**GOAL:** Copy the lines from the one containing "Expected: for each instance of the baby's foot" through the one containing "x=295 y=327", inclusive, swapping "outline" for "boundary" and changing nothing else.

**SUPPLIED DATA:**
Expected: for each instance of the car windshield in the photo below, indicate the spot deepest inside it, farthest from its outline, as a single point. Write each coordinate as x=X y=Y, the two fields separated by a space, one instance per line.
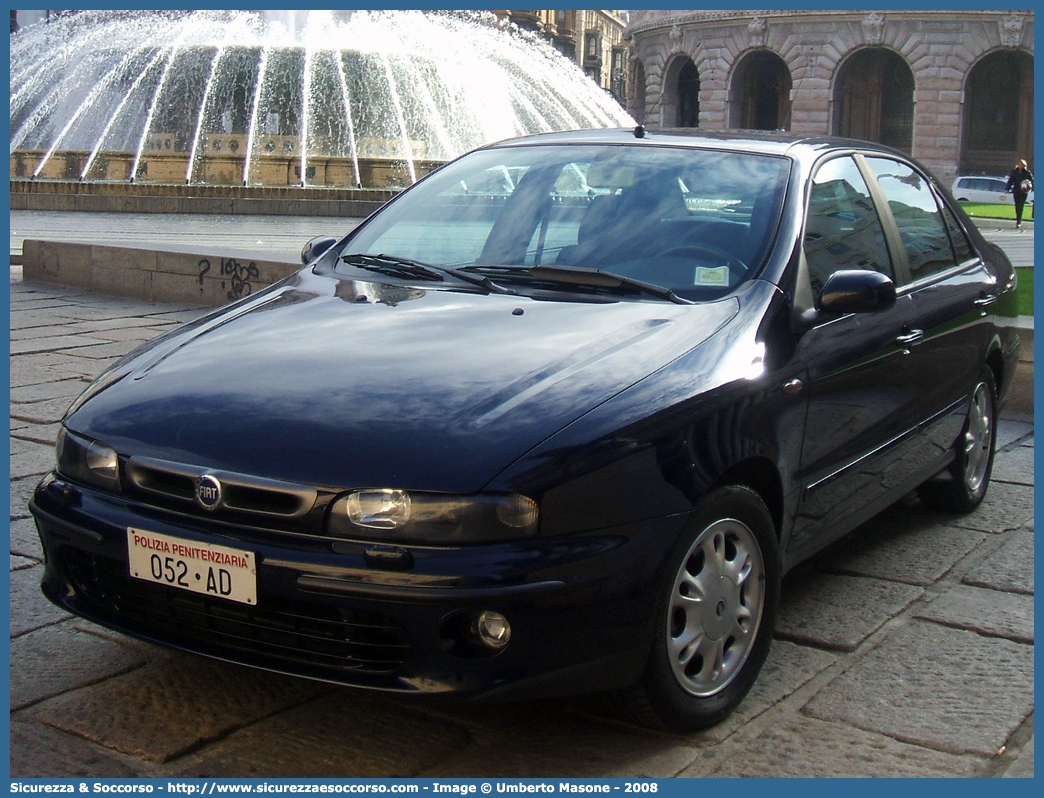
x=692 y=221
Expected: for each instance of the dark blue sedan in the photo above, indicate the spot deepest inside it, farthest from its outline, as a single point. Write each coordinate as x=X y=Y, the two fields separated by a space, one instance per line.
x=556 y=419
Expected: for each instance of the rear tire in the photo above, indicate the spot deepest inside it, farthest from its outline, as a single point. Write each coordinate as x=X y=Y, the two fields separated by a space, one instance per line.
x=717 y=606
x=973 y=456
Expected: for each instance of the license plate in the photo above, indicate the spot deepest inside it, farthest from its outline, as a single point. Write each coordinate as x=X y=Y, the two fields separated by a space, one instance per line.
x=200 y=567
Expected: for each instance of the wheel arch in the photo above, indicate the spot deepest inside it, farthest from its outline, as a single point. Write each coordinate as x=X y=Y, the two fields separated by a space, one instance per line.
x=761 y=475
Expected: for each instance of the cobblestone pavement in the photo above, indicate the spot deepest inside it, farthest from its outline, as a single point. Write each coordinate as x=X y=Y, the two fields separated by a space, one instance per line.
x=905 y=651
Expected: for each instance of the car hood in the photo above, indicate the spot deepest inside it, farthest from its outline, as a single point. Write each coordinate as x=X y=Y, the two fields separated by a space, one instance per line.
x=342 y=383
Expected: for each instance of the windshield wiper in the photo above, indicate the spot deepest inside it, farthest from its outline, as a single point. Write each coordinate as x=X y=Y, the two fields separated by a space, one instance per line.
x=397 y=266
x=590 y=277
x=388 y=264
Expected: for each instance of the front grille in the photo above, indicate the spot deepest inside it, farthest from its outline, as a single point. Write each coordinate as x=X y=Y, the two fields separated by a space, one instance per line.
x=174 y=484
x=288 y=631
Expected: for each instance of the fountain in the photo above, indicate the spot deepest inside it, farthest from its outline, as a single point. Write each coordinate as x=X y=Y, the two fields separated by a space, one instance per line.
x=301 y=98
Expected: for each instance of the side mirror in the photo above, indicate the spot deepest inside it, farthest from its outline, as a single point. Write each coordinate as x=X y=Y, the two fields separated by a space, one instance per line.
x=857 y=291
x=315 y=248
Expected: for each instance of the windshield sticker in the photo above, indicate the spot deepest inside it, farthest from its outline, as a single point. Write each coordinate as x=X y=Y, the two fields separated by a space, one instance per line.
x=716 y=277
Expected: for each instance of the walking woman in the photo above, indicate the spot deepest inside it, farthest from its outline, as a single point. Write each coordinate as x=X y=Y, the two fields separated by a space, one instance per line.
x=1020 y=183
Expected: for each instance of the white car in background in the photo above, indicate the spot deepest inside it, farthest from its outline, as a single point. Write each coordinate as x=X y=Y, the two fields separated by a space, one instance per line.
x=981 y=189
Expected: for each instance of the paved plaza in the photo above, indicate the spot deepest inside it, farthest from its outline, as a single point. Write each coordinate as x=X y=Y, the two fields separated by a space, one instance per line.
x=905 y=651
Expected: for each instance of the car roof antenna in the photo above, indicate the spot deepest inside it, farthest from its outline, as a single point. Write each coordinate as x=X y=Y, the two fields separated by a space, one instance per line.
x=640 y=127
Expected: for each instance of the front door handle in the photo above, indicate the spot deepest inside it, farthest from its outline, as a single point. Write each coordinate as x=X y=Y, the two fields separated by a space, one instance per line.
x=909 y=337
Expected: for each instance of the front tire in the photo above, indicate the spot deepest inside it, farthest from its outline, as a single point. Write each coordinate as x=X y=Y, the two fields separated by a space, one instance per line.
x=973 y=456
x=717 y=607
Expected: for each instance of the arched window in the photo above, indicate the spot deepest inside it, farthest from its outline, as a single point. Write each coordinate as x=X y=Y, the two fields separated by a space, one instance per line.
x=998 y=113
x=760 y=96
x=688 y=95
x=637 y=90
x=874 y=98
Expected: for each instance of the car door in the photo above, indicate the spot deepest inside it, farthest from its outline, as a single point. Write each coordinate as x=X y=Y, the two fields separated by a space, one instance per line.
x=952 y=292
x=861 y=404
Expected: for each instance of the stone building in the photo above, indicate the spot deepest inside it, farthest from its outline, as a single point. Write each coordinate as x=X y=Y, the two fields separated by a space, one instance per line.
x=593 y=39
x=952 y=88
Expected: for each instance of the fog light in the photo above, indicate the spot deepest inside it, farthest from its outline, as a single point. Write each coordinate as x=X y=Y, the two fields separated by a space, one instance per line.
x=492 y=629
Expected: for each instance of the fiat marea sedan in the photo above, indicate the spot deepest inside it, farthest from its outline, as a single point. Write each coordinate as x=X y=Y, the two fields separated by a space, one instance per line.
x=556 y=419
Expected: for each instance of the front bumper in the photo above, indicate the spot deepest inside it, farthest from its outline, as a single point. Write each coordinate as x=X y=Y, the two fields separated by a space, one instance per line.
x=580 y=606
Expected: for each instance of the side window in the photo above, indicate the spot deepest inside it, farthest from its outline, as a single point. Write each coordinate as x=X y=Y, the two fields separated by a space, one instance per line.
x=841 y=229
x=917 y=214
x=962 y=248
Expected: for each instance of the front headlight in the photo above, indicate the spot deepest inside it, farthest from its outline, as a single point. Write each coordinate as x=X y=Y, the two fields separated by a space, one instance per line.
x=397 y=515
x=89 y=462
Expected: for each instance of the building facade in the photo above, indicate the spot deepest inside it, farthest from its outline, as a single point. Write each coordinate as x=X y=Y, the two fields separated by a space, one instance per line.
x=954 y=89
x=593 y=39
...
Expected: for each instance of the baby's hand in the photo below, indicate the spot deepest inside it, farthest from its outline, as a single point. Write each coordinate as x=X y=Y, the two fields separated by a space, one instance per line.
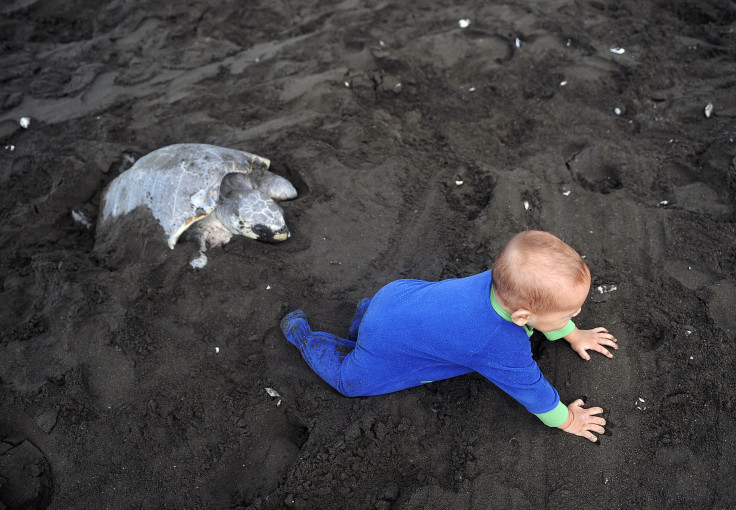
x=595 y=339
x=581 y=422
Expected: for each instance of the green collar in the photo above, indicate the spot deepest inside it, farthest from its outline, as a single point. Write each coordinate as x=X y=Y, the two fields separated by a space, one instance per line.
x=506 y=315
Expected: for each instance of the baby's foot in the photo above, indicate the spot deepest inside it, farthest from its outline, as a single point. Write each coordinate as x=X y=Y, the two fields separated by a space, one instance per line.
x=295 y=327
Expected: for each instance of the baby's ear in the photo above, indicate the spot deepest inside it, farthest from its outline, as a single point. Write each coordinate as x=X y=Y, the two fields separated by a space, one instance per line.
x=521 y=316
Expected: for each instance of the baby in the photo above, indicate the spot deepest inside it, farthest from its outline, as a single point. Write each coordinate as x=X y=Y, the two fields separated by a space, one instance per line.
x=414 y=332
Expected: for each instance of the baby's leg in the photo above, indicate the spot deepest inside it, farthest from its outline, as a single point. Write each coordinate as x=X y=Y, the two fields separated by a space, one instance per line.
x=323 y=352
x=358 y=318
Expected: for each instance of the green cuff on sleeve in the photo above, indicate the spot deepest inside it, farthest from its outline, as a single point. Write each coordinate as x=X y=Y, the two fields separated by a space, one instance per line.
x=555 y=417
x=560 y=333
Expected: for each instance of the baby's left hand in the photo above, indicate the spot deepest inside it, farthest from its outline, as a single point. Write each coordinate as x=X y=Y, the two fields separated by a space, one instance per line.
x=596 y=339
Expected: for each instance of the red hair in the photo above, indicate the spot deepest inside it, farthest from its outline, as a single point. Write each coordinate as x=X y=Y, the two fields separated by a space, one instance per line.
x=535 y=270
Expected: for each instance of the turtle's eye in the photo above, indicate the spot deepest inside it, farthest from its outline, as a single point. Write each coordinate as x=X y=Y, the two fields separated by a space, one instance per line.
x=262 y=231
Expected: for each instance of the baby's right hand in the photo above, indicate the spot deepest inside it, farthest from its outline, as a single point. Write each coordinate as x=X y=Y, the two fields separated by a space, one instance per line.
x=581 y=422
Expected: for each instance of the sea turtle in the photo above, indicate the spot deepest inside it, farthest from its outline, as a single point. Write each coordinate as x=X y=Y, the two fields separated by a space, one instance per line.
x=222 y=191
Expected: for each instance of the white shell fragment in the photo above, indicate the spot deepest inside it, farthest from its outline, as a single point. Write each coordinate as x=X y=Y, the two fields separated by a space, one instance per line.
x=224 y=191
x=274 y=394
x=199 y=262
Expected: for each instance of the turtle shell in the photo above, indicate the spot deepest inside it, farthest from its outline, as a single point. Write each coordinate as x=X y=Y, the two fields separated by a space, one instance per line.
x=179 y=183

**WRITTEN ANSWER:**
Expected: for each instance of the baby's foot in the photo above, indicate the spot deepest inside it, farthest from its boundary, as a single point. Write each coordinate as x=X y=Y, the two fields separated by a space, one instance per line.
x=295 y=327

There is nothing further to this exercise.